**Problem details**
Below are the records; print them all without any alteration.

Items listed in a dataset
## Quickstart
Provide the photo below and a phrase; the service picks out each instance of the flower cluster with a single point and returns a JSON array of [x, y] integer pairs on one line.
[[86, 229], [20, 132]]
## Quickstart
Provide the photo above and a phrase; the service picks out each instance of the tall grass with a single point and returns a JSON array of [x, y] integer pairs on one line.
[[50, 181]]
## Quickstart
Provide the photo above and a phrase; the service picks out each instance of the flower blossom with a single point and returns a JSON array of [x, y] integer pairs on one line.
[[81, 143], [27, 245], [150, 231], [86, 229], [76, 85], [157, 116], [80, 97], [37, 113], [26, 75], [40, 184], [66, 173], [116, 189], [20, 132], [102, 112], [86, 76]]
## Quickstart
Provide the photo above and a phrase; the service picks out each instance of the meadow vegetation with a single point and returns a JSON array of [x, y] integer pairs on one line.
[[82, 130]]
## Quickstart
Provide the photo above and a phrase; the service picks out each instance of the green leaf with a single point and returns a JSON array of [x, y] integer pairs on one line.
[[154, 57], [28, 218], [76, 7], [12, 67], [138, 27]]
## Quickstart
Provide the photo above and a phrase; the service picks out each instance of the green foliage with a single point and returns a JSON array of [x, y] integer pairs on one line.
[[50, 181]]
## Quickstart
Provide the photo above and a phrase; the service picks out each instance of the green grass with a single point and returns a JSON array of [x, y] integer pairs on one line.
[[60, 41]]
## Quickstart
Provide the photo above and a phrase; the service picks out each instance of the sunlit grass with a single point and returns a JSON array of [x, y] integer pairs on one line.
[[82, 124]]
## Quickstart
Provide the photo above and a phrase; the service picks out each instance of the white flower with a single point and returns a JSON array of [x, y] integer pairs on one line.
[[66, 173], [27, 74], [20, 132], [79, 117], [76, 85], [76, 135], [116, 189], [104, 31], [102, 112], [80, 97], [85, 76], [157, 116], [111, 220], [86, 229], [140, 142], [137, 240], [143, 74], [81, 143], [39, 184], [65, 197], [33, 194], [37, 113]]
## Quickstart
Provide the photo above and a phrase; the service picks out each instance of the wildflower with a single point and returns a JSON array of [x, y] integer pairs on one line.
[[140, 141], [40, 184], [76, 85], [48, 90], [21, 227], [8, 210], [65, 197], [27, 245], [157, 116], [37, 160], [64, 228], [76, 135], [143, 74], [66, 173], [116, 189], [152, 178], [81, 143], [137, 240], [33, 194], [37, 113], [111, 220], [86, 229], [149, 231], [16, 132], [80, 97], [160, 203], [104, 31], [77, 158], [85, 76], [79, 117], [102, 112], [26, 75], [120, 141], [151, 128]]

**Output**
## Quickstart
Provide the photo below and a phrase; the service picks out each instance of the flower cluster with a single point and returns a JSON array of [x, y] integer pairs on one line.
[[86, 229], [20, 132]]
## Quickstart
Provide the photo above and a phrase; the service picks out each instance of the tall grass with a single point and returns a JSON array of [x, y] integer pairs on one line.
[[50, 181]]
## Quickstart
Provide the photo above and a phrase; the service picks out each instance of the flower blossom with a single point and returns a JSON array of [x, y] integer pairs on one line.
[[81, 143], [27, 245], [150, 231], [86, 229], [76, 85], [157, 116], [80, 97], [37, 113], [26, 75], [40, 184], [66, 173], [116, 189], [20, 132], [102, 112], [86, 76]]
## Quickstart
Provide the photo above and a phrase; the service picks out each instance of the meadow vegetation with a single point and returns a JSON array of [x, y] integer pairs on one line.
[[82, 130]]
## Quickstart
Provide the photo above and a phrase; the service picks out each instance of the green leaf with a single point and returns a JSON array of [x, y] integer pairs on one line.
[[154, 57], [28, 218], [76, 7], [12, 67], [138, 27]]
## Quickstart
Provide the photo above and a phrase; the service picks out each instance of the green foliage with a single point and returns a JSON array of [x, y] integer pairs on one line.
[[50, 181]]
## Quickstart
Provide the photo above and a phrase; the service picks out each instance of the green grass with a single point and returns a JSON array of [x, y] integer pairs on one line.
[[60, 41]]
## Quickstart
Provide the photo above and a phrase; the service picks out each instance of the sunlit grass with a single point and returns a JSON array of [x, y] integer pairs on one line.
[[82, 124]]
## Quickstart
Provide the photo above and a phrase; the service picks out each instance of the white flower with a single point and returns a JSON array of [x, y] integer pairs on one line.
[[66, 173], [27, 74], [20, 132], [79, 117], [76, 85], [76, 135], [116, 189], [104, 31], [102, 112], [80, 97], [85, 76], [157, 116], [111, 220], [86, 229], [140, 142], [137, 240], [143, 74], [81, 143], [39, 184], [65, 197], [33, 194], [37, 113]]
## Quickstart
Provide the photo above and a phrase; the service picks out each instance of the wildflower with a single point and returns a JSON array of [x, y] integer pairs on one line.
[[140, 141], [40, 184], [76, 85], [48, 90], [21, 227], [8, 210], [65, 197], [27, 245], [157, 116], [37, 160], [64, 228], [76, 135], [143, 74], [66, 173], [116, 189], [152, 178], [81, 143], [137, 240], [33, 194], [37, 113], [111, 220], [86, 229], [149, 231], [16, 132], [80, 97], [160, 203], [104, 31], [77, 158], [85, 76], [79, 117], [102, 112], [26, 75], [120, 141], [151, 128]]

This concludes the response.